## TASK ITEM:
Retype each entry below exactly as it stands.
++++ PROVIDED MATERIAL
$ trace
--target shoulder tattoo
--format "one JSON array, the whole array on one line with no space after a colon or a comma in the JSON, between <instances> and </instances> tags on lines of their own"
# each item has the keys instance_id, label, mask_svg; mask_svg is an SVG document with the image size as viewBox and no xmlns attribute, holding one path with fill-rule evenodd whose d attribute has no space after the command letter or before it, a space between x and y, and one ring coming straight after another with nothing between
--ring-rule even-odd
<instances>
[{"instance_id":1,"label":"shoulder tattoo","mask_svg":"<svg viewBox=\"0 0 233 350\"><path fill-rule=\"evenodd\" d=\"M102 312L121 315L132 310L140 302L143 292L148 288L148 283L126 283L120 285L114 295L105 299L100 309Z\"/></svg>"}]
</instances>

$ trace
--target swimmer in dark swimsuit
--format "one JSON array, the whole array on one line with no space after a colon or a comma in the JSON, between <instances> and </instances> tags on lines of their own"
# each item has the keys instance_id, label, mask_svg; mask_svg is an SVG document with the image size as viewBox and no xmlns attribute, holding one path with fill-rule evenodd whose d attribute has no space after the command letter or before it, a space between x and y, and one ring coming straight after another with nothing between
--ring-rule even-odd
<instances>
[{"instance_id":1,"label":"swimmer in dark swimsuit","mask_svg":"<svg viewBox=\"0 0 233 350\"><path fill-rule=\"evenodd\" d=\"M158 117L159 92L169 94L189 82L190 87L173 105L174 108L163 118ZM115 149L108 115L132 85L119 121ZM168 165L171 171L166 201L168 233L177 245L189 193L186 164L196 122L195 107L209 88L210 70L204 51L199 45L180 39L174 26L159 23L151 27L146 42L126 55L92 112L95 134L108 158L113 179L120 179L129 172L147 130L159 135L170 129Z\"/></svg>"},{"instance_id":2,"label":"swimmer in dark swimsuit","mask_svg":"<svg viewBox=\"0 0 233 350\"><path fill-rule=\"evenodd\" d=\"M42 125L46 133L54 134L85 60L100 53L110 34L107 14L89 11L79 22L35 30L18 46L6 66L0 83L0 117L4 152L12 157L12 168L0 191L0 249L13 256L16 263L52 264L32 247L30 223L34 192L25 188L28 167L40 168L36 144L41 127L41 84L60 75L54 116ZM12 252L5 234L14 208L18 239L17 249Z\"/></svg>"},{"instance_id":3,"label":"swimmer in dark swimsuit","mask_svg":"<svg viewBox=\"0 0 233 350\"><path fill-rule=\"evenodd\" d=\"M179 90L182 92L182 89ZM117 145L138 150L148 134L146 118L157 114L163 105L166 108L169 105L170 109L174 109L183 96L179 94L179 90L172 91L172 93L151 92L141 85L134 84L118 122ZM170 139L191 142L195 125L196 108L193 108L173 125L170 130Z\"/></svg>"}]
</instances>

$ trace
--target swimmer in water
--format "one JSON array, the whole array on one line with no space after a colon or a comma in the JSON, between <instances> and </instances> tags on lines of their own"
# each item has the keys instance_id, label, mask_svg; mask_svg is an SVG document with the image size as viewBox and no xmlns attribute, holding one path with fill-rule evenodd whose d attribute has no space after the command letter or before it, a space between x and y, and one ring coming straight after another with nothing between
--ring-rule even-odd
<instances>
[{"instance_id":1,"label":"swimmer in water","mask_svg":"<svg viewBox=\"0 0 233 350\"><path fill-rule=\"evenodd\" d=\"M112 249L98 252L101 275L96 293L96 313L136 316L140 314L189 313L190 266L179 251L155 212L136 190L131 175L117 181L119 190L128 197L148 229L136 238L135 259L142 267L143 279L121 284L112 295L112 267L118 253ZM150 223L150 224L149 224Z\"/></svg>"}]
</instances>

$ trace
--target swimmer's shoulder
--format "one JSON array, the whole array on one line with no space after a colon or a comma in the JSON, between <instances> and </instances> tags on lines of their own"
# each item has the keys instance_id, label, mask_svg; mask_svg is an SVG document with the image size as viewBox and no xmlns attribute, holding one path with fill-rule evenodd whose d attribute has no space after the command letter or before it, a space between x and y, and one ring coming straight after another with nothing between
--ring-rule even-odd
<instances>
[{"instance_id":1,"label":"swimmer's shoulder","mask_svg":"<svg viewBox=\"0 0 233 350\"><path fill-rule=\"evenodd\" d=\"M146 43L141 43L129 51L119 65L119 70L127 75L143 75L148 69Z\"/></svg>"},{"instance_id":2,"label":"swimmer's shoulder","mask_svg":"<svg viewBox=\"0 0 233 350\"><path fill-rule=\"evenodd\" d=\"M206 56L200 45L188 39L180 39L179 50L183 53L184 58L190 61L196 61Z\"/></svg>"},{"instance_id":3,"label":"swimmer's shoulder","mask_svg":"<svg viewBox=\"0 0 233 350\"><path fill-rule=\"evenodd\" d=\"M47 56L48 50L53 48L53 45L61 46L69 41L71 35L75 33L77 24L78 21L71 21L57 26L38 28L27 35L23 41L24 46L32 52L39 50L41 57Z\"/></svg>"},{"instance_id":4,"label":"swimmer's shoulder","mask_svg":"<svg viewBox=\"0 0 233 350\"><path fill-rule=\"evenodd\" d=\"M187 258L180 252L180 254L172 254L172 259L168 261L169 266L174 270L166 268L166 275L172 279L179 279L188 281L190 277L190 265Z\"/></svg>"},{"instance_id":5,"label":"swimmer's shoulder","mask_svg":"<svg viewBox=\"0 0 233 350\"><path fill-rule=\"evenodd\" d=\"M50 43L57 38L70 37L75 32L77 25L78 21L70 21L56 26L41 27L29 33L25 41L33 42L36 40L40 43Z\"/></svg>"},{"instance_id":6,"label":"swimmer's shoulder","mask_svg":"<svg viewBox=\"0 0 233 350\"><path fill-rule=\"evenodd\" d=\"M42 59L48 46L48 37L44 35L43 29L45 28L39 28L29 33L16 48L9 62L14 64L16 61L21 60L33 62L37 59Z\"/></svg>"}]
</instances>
++++++++
## PROBLEM SOLUTION:
$ trace
--target shoulder tattoo
--format "one JSON array, the whole array on one line with no space after a colon or a comma in the JSON, between <instances> and </instances> tags on lines of their own"
# each item has the keys instance_id, label, mask_svg; mask_svg is an SVG document with the image size as viewBox and no xmlns attribute, holding one path with fill-rule evenodd whose d attribute has no space after the command letter or before it, a space between x and y, and one ring coming straight after another with nothing between
--ring-rule even-odd
<instances>
[{"instance_id":1,"label":"shoulder tattoo","mask_svg":"<svg viewBox=\"0 0 233 350\"><path fill-rule=\"evenodd\" d=\"M102 312L121 315L132 310L140 302L143 292L148 288L148 283L126 283L120 285L114 295L105 299L100 309Z\"/></svg>"}]
</instances>

$ trace
--target swimmer in dark swimsuit
--format "one JSON array, the whole array on one line with no space after a colon or a comma in the JSON, between <instances> and </instances> tags on lines of their own"
# each item has the keys instance_id, label, mask_svg; mask_svg is an SVG document with the image size as viewBox and no xmlns attribute, holding one path with fill-rule evenodd whose d attribute has no space after the command letter or before it, a space between x and y, and one ring coming straight after another with nothing between
--ring-rule even-odd
<instances>
[{"instance_id":1,"label":"swimmer in dark swimsuit","mask_svg":"<svg viewBox=\"0 0 233 350\"><path fill-rule=\"evenodd\" d=\"M158 117L159 92L169 94L189 82L190 87L173 105L174 108L163 118ZM115 149L108 115L132 85L119 121ZM168 165L171 171L166 201L168 233L177 245L189 193L186 164L196 122L195 107L209 88L210 70L204 51L199 45L180 39L174 26L159 23L151 27L146 42L126 55L92 112L95 134L108 158L113 179L120 179L129 172L147 130L159 135L170 129Z\"/></svg>"},{"instance_id":2,"label":"swimmer in dark swimsuit","mask_svg":"<svg viewBox=\"0 0 233 350\"><path fill-rule=\"evenodd\" d=\"M42 125L46 133L54 134L85 60L100 53L110 34L107 14L89 11L79 22L35 30L18 46L6 66L0 83L0 117L4 152L12 157L12 168L0 191L0 249L13 256L16 263L52 264L32 247L30 223L34 192L25 188L28 167L40 168L36 144L41 127L41 84L60 75L54 116ZM12 252L5 234L14 208L18 239L17 249Z\"/></svg>"},{"instance_id":3,"label":"swimmer in dark swimsuit","mask_svg":"<svg viewBox=\"0 0 233 350\"><path fill-rule=\"evenodd\" d=\"M179 90L182 92L182 89ZM117 145L138 150L148 134L146 118L157 114L163 105L166 108L169 105L170 109L174 109L183 96L179 94L179 90L172 91L172 93L151 92L141 85L134 84L118 122ZM170 139L191 142L195 125L196 108L193 108L173 125L170 130Z\"/></svg>"}]
</instances>

$ trace
--target swimmer in water
--format "one JSON array, the whole array on one line with no space after a colon or a comma in the JSON, between <instances> and </instances> tags on lines of their own"
# each item has the keys instance_id, label, mask_svg; mask_svg is an SVG document with the image size as viewBox and no xmlns attribute, holding one path with fill-rule evenodd whose d attribute has no space after the command letter or before it, a space between x and y, and one ring coming straight after another with nothing between
--ring-rule even-odd
<instances>
[{"instance_id":1,"label":"swimmer in water","mask_svg":"<svg viewBox=\"0 0 233 350\"><path fill-rule=\"evenodd\" d=\"M112 249L98 252L101 275L96 293L96 313L136 316L140 314L189 313L190 266L179 251L155 212L136 190L131 175L117 181L119 190L128 197L148 229L136 238L135 259L142 267L143 279L121 284L112 295L112 267L118 253ZM150 223L150 224L149 224Z\"/></svg>"}]
</instances>

$ trace
--target swimmer's shoulder
--format "one JSON array, the whole array on one line with no space after a colon or a comma in the JSON, between <instances> and </instances> tags on lines of their own"
# each item has the keys instance_id, label, mask_svg; mask_svg is an SVG document with the image size as viewBox and no xmlns attribute, holding one path with fill-rule evenodd whose d attribute has no space after the command letter or before it, a space between x and y, and one ring coming straight after another with nothing between
--ring-rule even-odd
<instances>
[{"instance_id":1,"label":"swimmer's shoulder","mask_svg":"<svg viewBox=\"0 0 233 350\"><path fill-rule=\"evenodd\" d=\"M146 43L141 43L129 51L119 65L119 70L127 75L143 75L148 69Z\"/></svg>"},{"instance_id":2,"label":"swimmer's shoulder","mask_svg":"<svg viewBox=\"0 0 233 350\"><path fill-rule=\"evenodd\" d=\"M206 56L200 45L188 39L180 39L179 50L183 53L184 58L190 61L196 61Z\"/></svg>"},{"instance_id":3,"label":"swimmer's shoulder","mask_svg":"<svg viewBox=\"0 0 233 350\"><path fill-rule=\"evenodd\" d=\"M47 56L48 50L53 48L53 45L61 46L69 41L71 35L75 33L77 24L78 21L71 21L57 26L38 28L27 35L23 41L24 46L32 52L39 50L41 57Z\"/></svg>"},{"instance_id":4,"label":"swimmer's shoulder","mask_svg":"<svg viewBox=\"0 0 233 350\"><path fill-rule=\"evenodd\" d=\"M187 258L180 252L180 254L172 254L172 259L168 261L169 266L174 270L166 268L166 275L172 279L179 279L188 281L190 277L190 265Z\"/></svg>"},{"instance_id":5,"label":"swimmer's shoulder","mask_svg":"<svg viewBox=\"0 0 233 350\"><path fill-rule=\"evenodd\" d=\"M50 43L57 38L70 37L75 32L77 25L78 21L70 21L56 26L41 27L29 33L25 41L33 42L36 40L40 43Z\"/></svg>"},{"instance_id":6,"label":"swimmer's shoulder","mask_svg":"<svg viewBox=\"0 0 233 350\"><path fill-rule=\"evenodd\" d=\"M42 59L48 46L48 37L44 35L43 29L45 28L39 28L29 33L16 48L9 62L14 64L16 61L21 60L33 62L37 59Z\"/></svg>"}]
</instances>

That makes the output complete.